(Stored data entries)
□ □ □
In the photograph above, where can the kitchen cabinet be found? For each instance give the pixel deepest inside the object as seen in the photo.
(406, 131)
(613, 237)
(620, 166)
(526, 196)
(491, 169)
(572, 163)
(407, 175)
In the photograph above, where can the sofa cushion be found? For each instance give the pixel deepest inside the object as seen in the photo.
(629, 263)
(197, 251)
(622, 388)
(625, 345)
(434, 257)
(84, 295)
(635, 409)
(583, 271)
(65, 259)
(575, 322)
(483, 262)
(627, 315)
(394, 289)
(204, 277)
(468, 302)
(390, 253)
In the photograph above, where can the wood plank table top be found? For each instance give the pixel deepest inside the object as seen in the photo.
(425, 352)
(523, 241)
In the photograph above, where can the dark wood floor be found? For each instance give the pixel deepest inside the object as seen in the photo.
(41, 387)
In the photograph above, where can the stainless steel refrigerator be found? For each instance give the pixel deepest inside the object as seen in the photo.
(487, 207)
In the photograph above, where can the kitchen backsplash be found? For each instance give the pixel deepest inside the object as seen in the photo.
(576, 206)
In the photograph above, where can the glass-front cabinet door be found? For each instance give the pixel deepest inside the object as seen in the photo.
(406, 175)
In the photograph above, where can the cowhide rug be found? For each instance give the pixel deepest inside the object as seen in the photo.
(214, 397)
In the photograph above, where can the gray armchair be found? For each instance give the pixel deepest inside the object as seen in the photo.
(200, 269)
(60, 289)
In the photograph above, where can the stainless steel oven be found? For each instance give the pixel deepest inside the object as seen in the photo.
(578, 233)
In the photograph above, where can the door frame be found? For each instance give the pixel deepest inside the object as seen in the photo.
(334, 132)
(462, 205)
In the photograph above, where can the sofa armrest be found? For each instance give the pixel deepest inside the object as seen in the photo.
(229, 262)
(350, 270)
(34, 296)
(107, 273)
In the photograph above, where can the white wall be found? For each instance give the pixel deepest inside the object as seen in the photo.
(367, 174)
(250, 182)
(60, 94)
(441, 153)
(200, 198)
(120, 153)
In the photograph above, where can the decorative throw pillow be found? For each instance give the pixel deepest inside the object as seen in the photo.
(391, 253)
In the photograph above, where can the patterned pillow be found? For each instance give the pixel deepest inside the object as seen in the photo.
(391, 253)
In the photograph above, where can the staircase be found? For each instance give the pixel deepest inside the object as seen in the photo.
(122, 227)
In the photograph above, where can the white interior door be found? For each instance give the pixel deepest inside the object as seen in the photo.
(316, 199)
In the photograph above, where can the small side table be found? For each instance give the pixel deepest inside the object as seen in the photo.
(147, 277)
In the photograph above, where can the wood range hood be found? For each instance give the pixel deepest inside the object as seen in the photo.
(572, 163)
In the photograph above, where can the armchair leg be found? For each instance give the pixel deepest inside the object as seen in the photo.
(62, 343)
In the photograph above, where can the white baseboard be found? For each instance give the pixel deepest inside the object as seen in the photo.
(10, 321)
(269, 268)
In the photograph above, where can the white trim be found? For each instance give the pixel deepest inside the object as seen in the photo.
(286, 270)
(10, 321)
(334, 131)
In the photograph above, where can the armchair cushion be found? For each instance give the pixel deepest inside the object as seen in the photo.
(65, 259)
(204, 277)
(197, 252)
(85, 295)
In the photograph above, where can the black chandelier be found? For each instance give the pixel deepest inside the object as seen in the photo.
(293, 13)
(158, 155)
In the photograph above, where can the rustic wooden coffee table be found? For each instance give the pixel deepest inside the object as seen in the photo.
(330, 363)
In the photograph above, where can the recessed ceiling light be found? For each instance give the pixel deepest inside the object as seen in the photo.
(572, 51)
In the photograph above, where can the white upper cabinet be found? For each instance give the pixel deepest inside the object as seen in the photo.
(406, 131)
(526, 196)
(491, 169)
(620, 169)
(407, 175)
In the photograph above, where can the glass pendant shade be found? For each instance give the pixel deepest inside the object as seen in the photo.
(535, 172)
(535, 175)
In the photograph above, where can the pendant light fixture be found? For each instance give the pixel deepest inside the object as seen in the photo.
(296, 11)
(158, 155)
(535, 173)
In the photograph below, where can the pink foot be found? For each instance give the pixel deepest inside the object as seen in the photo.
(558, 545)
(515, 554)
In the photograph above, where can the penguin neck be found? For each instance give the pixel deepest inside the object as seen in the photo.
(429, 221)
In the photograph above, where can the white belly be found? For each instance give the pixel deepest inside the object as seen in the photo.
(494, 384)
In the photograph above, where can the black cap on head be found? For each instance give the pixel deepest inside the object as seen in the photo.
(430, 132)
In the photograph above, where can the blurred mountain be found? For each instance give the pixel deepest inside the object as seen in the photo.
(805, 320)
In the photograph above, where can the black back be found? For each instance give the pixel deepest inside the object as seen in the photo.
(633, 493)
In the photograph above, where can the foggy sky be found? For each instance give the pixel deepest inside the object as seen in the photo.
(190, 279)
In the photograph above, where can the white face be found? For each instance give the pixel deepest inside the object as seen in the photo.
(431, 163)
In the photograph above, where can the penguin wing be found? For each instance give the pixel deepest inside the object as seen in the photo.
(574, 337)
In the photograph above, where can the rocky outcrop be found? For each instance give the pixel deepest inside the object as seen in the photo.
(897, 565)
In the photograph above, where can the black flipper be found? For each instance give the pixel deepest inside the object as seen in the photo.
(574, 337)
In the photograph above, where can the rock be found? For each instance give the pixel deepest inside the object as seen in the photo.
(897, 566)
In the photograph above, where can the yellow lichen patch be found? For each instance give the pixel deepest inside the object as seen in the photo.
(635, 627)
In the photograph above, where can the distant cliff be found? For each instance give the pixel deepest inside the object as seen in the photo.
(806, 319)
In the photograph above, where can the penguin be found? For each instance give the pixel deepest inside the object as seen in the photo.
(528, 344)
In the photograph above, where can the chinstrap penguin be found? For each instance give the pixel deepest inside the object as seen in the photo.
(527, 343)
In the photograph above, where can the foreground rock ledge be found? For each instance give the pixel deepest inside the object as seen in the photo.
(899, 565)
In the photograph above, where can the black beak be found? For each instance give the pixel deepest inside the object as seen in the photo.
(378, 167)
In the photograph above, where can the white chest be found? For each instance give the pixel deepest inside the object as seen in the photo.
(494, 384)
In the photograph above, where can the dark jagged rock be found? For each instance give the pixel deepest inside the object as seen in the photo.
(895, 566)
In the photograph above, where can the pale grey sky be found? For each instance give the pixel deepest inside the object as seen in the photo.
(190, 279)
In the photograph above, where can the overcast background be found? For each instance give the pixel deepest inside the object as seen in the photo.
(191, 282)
□ □ □
:: PROBLEM DETAILS ::
A faithful copy of the lines from the line containing "In the photograph above, where can the dark jagged" to the end of the data should be set down, both ends included, and nothing more.

:: OUTPUT ::
In the photograph above, where can the dark jagged rock be found? For each instance give the pixel deepest inside the object as seen in the photo.
(895, 566)
In the photograph above, where can the pale grey sky be found? For each instance give the pixel deepest inside the object as seen in the photo.
(190, 279)
In the photograph above, where can the overcast background be found? For each instance give the pixel deepest inside the object as seen in the photo.
(191, 282)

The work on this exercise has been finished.